The Iraq War, to most Americans, is a distant memory, something from the early years of this century that doesn’t have much to do with our pressing national concerns, such as Russia-gate, the possible repeal of the Affordable Care Act, and the Syrian conflict. However, the aftermath of the 2003 invasion of Iraq is still very much present to the Iraqi civilians who have been struggling to rebuild their country, and their lives, to little avail. The title of this documentary captures the condition of the Iraqi people perfectly. The violence and chaos unleashed by the destruction of their country has only escalated and metastasized, and as the film makes evident, it is by no means clear that life will return to anything like normal any time soon.
The film is perhaps the best document of the consequences of the war in Iraq, first called, with Orwellian flair, Operation Iraqi Freedom. It centers on Nori Sharif, a nurse in his mid-thirties with children, a wife, a nice house, a reliable, if tiny, car, and his most prized possession, a video camera. With his trusty camera, Nori chronicles the lives, deaths, joys, and miseries of his countrymen in ways that most Americans have not seen. He loves his work as a paramedic and nurse in his northern town of Jalawla, and we first join him in December 2011, when the American military officially withdrew from Iraq. This was a time of great hope for the Iraqi people, as, in their view, they were finally free of the occupiers after nearly a decade of having American tanks patrolling their streets.

#### Work required
Write the next part of the review of the documentary on postwar Iraq, starting right after its last sentence.

#### Dataset
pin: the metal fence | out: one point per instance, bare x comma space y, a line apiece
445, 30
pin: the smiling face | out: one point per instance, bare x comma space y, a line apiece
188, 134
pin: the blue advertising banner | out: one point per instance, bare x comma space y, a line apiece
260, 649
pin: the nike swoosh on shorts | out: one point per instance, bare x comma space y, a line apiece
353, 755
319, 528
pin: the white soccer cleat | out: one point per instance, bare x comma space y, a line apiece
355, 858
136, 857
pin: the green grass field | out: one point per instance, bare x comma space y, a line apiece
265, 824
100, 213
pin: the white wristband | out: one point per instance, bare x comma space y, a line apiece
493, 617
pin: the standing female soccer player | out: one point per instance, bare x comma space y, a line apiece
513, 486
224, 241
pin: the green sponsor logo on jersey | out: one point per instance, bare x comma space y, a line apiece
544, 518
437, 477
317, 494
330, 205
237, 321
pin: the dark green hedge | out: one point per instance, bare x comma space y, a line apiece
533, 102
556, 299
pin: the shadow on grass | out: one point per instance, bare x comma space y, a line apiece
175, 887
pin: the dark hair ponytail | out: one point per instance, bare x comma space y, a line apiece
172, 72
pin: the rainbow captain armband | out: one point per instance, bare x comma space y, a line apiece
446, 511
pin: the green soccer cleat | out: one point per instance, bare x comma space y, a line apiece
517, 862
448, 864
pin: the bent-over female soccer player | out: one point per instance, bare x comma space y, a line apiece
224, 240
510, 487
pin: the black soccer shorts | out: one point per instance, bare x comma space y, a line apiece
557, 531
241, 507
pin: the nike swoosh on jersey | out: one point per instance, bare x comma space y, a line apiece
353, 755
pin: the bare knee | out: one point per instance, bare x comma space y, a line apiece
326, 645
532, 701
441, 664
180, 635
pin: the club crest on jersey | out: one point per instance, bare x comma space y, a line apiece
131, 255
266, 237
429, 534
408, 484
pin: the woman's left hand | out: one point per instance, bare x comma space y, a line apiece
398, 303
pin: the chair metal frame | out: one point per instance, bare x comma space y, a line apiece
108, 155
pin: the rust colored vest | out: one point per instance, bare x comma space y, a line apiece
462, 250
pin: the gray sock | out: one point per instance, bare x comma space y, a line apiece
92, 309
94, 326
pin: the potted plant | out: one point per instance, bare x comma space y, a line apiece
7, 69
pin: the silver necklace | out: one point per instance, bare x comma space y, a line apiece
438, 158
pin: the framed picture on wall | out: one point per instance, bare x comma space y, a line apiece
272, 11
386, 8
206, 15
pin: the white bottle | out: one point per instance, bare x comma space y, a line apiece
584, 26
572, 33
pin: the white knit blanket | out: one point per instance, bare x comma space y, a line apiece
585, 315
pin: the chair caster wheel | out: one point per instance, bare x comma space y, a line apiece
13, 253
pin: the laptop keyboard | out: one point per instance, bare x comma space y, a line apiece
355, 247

#### Response for this exercise
His video project begins as a chronicle of his friends who had been maimed by American bombing during the war. Their injuries are hard to look at but necessary to fully understand the brutal violence that was rained down upon them. As the years pass, and 2011 becomes 2012 and 2012 becomes 2013, Nori ends up becoming as persecuted as the people he’s been nursing and filming. Savage, brutal, and senseless violence visits his once peaceful town in mid-2013, as young men are randomly kidnapped and beheaded. Nori and his friends discuss the violence and try to understand it, but they conclude that it is a runaway tornado, feeding on itself, without reason or motive.
In this context of growing senseless violence, the rise of the Islamic State (ISIS) in 2014 seems almost inevitable. ISIS is a death cult specializing in brutal beheadings, an organized group of psychotic killers, which is a natural outgrowth of the decade of bombing and chaos started by the invasion. With terrifying inevitability, ISIS makes its presence felt in Nori’s town, first with assaults on his ambulances, then by shooting up his hospital, until finally he is forced to pack his family into his tiny car and flee his beloved Jalawla.
Though morbid, gory, and without much hope, the film nevertheless reveals the incredible power of the human spirit to find joy and dignity in even the most depraved situations. Nori and his children smile as much as, indeed probably more than, the typical well-off American family, even as they flee from one refugee shelter to the next to avoid shelling. Though they escape across a sweltering desert, they always find time to smile, laugh, and even dance.
More than anything, Nowhere to Hide is a stirring reminder that millions of innocent Iraqi people have had their chance at a stable, secure life snatched away by the blundering chaos of the fighting. Their plight must not be forgotten.